Assignment »
From the entries below, copy each line in which the word "white" occurs.

== Exercise inputs ==

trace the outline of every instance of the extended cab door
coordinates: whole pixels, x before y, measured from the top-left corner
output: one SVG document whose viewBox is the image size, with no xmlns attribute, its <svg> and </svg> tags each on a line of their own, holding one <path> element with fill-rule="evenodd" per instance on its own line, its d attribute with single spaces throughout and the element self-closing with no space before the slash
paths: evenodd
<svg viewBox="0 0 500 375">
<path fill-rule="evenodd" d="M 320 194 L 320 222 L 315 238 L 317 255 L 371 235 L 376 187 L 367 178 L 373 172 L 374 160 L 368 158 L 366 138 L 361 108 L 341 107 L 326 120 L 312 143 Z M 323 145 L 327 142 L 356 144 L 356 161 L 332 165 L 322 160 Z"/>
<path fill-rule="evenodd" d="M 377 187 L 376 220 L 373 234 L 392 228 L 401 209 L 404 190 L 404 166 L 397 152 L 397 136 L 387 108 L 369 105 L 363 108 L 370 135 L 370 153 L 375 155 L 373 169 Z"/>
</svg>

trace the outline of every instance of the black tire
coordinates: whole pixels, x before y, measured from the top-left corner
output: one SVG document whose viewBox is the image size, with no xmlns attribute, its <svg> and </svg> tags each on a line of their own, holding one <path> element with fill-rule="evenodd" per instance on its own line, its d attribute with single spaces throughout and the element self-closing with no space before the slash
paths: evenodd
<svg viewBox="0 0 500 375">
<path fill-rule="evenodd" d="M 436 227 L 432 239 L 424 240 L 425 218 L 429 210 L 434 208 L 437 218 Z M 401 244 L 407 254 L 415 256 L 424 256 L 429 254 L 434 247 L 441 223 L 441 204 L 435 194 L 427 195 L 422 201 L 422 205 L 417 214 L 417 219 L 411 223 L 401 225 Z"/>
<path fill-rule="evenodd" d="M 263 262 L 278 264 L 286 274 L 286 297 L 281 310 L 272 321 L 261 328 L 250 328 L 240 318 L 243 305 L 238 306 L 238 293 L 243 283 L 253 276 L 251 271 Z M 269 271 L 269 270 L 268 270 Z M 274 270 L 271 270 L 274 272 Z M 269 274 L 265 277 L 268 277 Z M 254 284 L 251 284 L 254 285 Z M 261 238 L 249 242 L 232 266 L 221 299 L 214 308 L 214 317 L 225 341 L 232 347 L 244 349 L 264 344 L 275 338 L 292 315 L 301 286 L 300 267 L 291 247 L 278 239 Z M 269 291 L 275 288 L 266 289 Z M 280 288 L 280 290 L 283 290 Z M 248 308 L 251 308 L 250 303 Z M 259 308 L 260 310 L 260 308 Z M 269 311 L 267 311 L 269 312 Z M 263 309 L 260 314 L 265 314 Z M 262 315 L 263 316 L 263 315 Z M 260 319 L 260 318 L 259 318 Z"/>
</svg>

===
== Exercise inputs ==

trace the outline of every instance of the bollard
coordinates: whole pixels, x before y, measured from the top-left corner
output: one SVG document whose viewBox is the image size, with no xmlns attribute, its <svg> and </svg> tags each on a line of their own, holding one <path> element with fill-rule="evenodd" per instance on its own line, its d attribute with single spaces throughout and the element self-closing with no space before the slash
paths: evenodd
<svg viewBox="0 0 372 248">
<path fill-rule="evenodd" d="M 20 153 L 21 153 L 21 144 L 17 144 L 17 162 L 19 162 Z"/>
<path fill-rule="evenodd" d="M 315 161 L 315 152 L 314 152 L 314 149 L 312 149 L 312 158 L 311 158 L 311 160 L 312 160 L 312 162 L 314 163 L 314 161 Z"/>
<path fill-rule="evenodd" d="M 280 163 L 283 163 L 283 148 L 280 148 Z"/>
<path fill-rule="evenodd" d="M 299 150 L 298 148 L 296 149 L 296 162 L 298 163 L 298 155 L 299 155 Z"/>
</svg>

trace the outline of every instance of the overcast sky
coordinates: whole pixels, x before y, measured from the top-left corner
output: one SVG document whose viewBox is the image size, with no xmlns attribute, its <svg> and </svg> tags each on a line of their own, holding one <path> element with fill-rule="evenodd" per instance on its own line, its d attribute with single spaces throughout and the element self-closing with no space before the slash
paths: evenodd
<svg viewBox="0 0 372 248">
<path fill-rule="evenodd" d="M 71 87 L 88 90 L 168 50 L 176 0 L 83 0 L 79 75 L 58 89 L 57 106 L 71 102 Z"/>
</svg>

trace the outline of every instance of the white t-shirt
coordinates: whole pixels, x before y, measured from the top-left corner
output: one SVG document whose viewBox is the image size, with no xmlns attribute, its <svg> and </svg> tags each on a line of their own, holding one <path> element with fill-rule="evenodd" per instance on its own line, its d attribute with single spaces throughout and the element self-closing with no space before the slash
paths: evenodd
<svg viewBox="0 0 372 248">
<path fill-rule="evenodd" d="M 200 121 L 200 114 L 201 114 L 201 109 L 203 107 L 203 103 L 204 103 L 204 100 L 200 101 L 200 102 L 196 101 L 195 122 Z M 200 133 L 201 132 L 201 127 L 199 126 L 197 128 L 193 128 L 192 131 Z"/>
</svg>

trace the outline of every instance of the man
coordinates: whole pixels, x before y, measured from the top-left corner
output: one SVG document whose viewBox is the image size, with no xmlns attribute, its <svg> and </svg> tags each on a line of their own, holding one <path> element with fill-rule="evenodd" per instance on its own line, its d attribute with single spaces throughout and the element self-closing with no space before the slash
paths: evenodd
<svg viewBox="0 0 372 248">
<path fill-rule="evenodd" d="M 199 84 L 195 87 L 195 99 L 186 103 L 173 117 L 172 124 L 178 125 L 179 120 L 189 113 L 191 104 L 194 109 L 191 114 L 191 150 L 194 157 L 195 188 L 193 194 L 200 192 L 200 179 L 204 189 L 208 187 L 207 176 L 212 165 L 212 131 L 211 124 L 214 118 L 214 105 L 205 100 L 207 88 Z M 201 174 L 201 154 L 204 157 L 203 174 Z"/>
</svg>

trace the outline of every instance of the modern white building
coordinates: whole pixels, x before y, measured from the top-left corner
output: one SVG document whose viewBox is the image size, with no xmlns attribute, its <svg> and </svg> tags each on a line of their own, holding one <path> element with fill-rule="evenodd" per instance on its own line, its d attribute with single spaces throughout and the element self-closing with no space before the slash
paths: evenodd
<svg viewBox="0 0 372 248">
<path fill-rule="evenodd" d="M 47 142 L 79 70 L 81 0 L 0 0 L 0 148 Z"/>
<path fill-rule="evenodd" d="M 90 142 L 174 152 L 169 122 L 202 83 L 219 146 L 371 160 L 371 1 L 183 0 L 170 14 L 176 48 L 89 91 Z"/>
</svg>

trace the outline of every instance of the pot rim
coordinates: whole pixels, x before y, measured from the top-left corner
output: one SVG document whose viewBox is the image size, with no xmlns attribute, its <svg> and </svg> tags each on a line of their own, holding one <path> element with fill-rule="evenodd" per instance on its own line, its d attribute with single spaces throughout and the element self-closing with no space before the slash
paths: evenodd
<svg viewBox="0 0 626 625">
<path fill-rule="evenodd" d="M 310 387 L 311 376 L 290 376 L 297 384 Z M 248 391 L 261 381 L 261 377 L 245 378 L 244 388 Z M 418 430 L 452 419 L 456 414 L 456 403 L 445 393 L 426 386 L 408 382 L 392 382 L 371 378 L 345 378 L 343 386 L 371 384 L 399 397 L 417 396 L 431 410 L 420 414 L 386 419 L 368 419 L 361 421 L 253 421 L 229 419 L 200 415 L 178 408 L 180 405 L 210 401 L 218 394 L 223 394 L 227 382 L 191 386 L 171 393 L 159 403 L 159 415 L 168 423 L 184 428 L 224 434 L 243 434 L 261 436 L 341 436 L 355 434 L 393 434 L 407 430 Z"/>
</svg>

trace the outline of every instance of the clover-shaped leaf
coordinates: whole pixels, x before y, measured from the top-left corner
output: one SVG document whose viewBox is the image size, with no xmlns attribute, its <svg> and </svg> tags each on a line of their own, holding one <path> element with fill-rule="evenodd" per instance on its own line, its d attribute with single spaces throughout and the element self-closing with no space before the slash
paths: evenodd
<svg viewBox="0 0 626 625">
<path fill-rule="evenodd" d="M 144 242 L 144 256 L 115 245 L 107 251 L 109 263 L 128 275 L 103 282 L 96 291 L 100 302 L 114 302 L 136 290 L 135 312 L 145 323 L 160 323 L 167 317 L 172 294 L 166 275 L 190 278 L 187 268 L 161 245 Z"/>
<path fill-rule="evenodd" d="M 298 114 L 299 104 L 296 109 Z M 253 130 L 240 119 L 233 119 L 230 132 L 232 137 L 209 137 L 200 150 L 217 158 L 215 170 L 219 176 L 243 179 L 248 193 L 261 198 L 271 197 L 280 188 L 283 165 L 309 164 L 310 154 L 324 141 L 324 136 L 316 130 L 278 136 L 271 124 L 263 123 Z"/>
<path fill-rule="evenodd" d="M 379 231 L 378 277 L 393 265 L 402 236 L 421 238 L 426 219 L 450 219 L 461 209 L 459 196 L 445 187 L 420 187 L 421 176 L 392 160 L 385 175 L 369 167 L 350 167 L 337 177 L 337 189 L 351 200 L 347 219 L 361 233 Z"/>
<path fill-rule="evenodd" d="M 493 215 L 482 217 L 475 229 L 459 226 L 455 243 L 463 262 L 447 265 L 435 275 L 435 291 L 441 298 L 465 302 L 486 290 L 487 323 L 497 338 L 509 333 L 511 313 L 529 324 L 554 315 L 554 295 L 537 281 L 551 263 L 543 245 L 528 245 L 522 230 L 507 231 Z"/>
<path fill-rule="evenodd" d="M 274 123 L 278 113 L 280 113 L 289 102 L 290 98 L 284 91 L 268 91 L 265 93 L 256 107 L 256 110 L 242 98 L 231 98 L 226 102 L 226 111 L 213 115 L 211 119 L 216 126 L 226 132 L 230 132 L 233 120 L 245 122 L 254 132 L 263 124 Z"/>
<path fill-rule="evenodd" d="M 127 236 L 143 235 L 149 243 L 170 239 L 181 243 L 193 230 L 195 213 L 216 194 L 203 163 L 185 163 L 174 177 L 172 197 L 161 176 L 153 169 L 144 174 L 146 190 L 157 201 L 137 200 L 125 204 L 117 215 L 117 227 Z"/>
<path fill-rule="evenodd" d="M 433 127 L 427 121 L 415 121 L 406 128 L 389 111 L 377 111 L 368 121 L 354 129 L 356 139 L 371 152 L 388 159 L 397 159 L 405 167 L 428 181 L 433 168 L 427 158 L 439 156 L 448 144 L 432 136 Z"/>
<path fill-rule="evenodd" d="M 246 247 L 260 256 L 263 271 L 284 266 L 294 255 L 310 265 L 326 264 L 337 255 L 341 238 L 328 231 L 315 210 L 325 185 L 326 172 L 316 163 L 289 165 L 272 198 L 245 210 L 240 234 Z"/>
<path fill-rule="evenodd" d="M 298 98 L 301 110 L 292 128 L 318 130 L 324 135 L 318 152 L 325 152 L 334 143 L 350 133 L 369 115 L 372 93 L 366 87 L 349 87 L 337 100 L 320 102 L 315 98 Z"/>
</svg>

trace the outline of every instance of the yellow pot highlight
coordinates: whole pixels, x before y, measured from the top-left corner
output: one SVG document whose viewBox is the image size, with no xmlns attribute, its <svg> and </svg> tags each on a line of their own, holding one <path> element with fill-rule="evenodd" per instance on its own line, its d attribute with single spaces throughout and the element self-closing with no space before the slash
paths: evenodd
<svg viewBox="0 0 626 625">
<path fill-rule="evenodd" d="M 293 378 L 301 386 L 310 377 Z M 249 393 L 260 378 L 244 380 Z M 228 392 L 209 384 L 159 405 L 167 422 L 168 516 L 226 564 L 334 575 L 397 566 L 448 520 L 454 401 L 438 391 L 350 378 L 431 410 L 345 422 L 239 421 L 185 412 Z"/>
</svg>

===

Worked solution »
trace the outline of every instance of the white t-shirt
trace the outline of every instance of the modern white building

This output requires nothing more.